* Exercise instructions: In this exercise, print only the lines from the line with "task | one point per instance, each pair like [179, 305]" to the last line of the data below, inclusive. Any pictures should be left out.

+-------+

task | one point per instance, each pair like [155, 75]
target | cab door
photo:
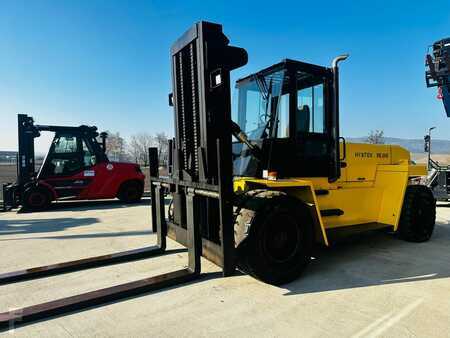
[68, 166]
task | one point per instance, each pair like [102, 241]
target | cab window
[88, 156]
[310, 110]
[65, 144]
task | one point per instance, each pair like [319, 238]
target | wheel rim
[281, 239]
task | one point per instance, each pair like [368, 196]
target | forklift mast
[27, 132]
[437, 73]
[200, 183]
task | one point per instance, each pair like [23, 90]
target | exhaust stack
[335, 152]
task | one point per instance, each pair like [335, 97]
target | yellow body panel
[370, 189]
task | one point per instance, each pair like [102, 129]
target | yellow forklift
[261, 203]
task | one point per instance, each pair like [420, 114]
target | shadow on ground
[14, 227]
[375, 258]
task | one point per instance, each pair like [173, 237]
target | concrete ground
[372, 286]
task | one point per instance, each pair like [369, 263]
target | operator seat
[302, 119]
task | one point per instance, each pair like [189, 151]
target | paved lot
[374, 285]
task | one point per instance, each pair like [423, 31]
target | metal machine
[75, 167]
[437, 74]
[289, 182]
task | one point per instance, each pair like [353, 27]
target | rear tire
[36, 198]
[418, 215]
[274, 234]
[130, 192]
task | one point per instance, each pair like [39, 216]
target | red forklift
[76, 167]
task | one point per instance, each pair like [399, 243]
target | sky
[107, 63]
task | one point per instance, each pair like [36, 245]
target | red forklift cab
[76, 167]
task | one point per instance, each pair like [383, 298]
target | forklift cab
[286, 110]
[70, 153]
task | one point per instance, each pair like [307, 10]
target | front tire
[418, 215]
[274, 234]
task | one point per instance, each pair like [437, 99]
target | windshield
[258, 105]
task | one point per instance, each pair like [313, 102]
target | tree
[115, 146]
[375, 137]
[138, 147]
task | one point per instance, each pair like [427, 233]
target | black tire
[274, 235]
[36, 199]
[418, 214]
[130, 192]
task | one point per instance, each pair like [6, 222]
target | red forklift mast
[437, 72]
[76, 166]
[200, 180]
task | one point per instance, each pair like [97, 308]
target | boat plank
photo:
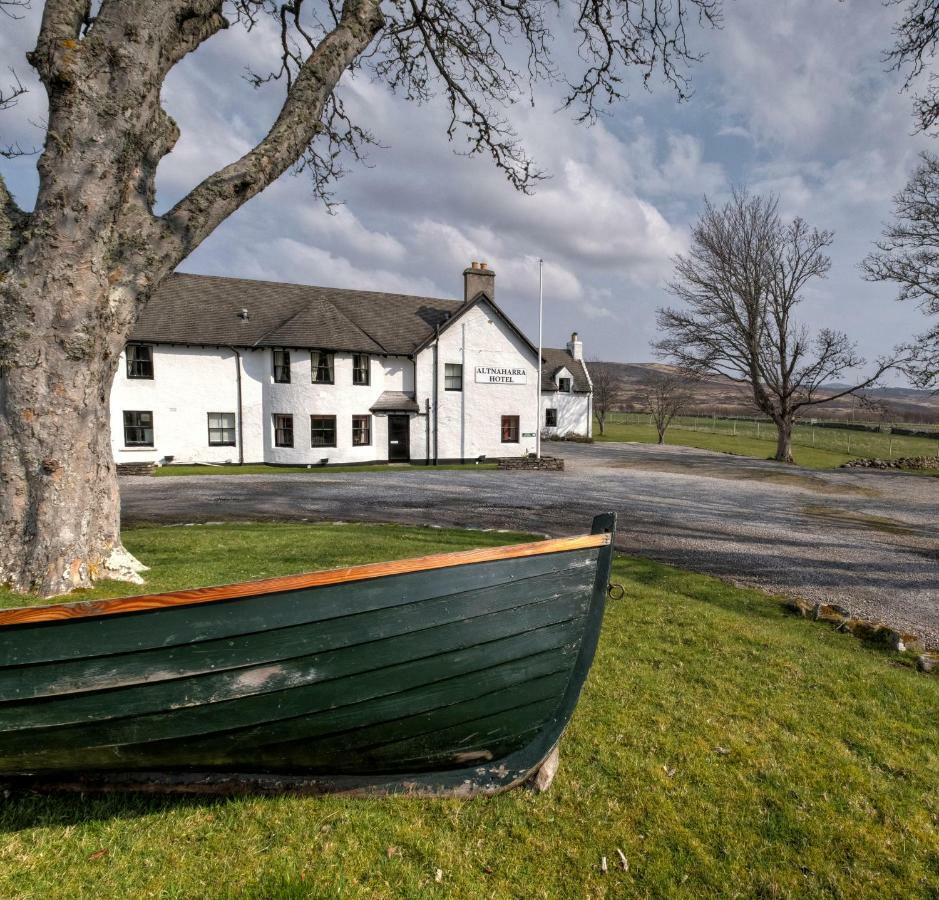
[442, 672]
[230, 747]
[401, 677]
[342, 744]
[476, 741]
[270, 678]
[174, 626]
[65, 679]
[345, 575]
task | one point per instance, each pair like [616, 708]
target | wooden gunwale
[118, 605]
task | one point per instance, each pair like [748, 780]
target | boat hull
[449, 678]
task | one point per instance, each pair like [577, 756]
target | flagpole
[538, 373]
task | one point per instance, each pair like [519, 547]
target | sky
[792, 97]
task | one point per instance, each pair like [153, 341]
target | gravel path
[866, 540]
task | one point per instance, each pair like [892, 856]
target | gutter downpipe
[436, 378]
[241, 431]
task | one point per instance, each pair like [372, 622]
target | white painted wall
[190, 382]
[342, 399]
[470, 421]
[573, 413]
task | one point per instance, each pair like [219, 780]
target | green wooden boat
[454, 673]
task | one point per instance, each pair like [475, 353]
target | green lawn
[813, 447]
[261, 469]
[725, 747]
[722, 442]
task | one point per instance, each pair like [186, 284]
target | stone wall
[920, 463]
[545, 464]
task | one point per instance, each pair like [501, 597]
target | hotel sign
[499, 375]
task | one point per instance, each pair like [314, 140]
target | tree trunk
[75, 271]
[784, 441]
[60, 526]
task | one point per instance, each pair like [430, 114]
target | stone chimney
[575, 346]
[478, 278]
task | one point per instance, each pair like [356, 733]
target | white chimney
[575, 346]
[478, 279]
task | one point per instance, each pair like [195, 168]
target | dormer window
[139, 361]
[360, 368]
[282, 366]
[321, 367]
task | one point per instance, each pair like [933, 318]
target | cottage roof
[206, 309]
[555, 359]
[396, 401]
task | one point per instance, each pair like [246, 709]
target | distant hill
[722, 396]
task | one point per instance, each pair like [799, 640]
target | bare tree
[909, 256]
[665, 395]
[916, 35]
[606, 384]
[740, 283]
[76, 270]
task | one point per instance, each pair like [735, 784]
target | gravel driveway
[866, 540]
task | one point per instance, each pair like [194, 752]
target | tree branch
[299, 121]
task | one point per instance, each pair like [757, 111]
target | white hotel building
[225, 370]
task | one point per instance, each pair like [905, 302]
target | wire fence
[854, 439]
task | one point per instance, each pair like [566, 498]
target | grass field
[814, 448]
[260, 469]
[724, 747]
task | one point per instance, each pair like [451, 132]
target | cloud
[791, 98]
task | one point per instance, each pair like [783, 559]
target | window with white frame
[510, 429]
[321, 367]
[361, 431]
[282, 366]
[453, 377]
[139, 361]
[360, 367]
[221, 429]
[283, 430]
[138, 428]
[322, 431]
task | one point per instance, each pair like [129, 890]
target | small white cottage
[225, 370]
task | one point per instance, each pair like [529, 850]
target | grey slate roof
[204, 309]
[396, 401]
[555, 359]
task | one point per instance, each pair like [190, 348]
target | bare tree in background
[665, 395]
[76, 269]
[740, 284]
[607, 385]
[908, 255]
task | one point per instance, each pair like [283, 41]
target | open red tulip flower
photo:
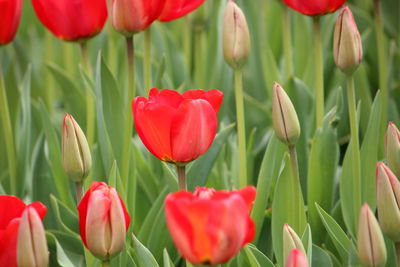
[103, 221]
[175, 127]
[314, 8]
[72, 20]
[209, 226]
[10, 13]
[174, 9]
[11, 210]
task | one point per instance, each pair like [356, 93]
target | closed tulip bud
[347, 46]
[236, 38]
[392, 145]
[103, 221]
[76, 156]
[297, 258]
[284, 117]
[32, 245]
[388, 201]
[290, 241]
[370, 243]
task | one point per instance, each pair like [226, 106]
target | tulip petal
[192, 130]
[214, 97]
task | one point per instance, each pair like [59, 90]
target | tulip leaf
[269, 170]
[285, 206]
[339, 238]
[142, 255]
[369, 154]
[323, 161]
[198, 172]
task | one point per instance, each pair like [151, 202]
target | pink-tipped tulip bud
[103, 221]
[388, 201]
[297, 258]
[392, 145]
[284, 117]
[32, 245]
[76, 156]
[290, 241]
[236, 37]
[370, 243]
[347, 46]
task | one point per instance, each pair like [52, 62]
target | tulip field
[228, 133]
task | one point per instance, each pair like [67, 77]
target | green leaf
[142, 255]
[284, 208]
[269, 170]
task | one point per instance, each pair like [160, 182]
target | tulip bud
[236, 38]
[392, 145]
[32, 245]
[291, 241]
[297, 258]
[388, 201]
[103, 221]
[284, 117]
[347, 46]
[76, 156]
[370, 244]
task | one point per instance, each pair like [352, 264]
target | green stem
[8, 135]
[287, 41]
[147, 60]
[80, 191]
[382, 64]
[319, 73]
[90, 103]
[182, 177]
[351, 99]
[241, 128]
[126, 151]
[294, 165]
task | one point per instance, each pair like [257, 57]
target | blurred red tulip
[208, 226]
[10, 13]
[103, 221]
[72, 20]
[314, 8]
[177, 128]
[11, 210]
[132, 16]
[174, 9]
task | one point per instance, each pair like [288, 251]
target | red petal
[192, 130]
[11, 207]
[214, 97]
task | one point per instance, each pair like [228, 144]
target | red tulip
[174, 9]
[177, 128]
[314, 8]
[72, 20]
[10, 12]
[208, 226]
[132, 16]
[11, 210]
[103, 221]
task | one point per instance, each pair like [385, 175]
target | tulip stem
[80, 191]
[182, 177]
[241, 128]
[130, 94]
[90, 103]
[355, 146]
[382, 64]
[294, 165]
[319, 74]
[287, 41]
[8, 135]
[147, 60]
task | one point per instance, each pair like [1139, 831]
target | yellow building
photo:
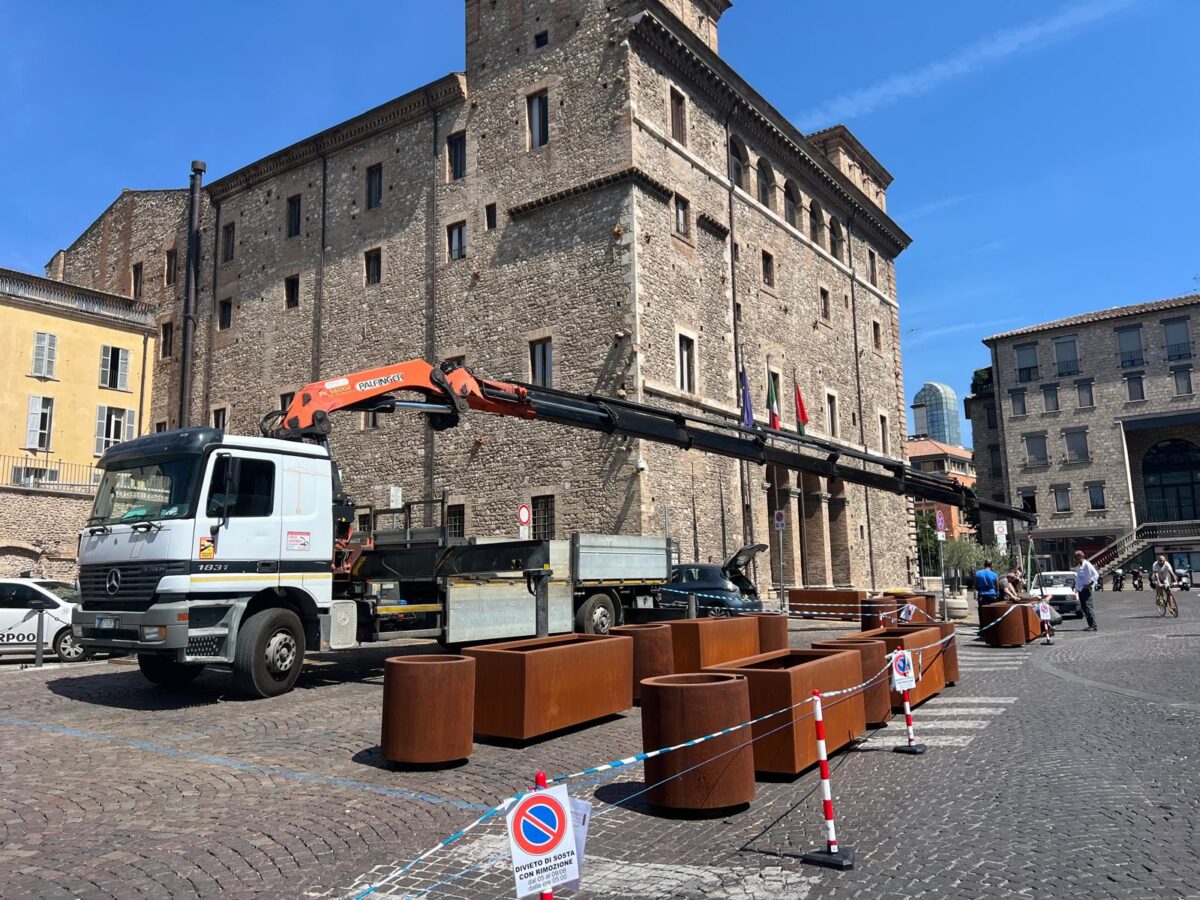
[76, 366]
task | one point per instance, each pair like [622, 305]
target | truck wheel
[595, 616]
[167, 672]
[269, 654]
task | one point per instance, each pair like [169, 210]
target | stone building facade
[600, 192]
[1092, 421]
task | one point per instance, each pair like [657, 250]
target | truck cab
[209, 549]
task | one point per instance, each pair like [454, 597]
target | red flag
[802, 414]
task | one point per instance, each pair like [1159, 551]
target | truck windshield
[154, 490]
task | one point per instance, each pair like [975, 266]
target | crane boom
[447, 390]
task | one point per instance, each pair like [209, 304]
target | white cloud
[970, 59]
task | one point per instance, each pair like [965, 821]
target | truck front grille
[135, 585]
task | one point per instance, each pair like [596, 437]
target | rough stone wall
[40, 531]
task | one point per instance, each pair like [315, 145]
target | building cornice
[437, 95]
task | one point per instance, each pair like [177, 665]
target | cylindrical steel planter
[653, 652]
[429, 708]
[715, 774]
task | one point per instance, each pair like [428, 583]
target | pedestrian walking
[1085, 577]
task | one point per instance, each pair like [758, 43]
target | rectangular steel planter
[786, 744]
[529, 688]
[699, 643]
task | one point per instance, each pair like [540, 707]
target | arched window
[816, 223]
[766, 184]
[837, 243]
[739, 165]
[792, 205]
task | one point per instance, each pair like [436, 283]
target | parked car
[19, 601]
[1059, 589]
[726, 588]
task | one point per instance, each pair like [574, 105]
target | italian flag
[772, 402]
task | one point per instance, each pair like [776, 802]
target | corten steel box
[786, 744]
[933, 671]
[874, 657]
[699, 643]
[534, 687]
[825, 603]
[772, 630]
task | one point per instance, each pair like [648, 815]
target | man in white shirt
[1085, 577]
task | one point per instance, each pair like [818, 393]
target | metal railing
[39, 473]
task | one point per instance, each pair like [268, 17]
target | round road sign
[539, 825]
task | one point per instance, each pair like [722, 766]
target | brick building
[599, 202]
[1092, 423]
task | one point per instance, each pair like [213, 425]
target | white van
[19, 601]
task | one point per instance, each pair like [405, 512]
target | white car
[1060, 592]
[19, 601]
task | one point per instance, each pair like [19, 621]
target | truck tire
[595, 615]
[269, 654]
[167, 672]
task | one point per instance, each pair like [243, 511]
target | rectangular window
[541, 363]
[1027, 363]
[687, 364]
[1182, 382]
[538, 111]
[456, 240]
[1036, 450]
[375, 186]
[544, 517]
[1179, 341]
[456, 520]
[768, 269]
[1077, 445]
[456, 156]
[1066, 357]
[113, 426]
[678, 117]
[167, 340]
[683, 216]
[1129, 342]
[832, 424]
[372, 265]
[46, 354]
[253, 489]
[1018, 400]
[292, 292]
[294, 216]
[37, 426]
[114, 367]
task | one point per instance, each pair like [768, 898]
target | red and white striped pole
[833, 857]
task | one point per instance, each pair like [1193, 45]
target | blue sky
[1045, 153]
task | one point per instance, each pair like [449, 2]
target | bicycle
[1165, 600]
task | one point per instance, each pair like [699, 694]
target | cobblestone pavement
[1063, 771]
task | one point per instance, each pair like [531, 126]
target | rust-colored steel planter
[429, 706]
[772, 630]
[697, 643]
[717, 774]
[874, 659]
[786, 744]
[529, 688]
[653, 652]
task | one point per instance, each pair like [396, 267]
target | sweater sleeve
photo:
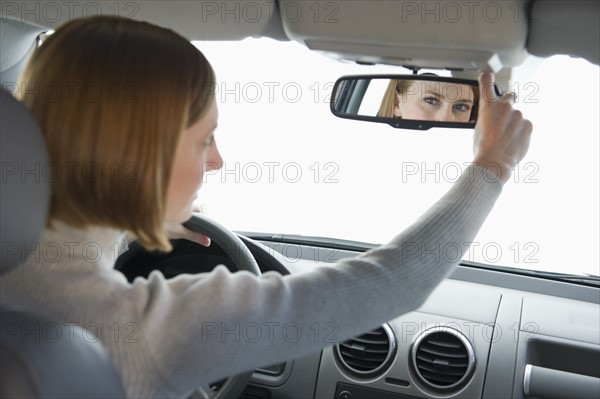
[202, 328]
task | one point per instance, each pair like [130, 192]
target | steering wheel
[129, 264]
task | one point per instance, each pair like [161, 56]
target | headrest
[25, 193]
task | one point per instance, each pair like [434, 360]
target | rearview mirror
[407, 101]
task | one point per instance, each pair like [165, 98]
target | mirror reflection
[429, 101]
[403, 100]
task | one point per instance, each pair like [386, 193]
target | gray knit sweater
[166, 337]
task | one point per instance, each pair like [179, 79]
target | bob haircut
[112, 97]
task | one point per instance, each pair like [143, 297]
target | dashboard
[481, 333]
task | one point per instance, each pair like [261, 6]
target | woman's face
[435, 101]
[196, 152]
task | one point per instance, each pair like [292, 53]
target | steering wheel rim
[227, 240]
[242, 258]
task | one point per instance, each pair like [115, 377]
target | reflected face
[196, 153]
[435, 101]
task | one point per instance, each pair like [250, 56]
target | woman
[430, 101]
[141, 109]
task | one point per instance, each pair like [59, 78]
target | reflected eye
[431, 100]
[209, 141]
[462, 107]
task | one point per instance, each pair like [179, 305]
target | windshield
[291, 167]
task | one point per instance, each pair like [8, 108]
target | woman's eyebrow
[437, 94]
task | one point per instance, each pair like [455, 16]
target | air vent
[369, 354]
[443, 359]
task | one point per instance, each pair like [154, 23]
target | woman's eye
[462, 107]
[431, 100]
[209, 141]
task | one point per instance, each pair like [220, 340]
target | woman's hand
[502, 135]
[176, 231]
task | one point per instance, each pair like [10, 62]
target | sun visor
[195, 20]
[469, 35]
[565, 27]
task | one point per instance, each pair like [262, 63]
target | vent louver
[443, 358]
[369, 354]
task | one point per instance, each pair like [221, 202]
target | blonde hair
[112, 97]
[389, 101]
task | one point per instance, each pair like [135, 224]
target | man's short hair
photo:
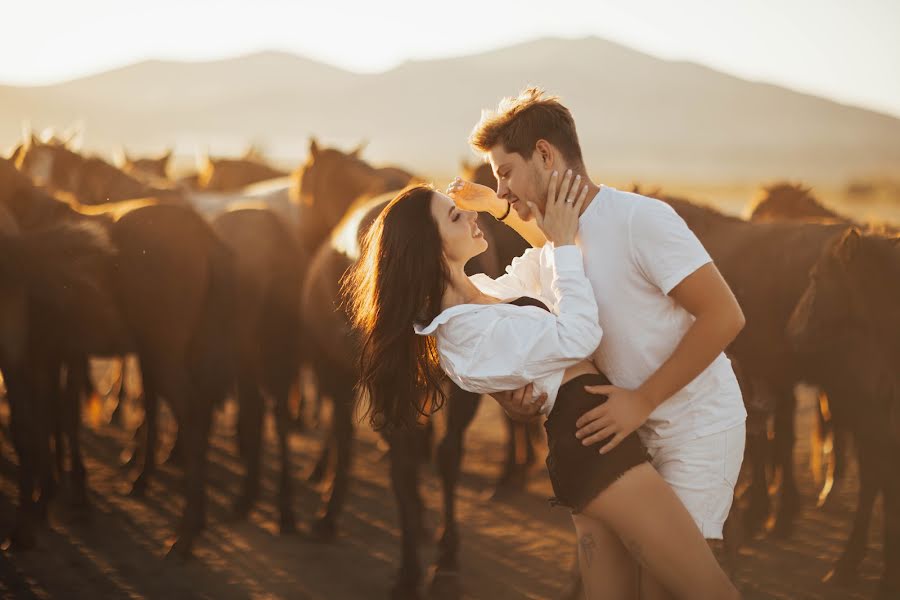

+-------+

* Full solution:
task | one point per instance, each pair like [179, 305]
target | windshield
[291, 167]
task | one point per instance, each pair like [8, 108]
target | woman's eyebrow
[437, 94]
task | one point per instance, each pair like [455, 16]
target | air vent
[369, 354]
[443, 359]
task | one point per instance, each pair like [154, 23]
target | woman's eye
[462, 107]
[431, 100]
[209, 141]
task | one point per instance, each pair like [220, 340]
target | woman's hand
[502, 135]
[176, 231]
task | one point per instance, each pair like [10, 62]
target | sun visor
[195, 20]
[469, 35]
[565, 27]
task | one point per instance, each pair like [262, 63]
target | vent louver
[443, 358]
[369, 354]
task | one point per instance, each pair like [221, 202]
target | blonde hair
[112, 97]
[389, 101]
task | one point per instance, each pair like [135, 224]
target | man's short hair
photo:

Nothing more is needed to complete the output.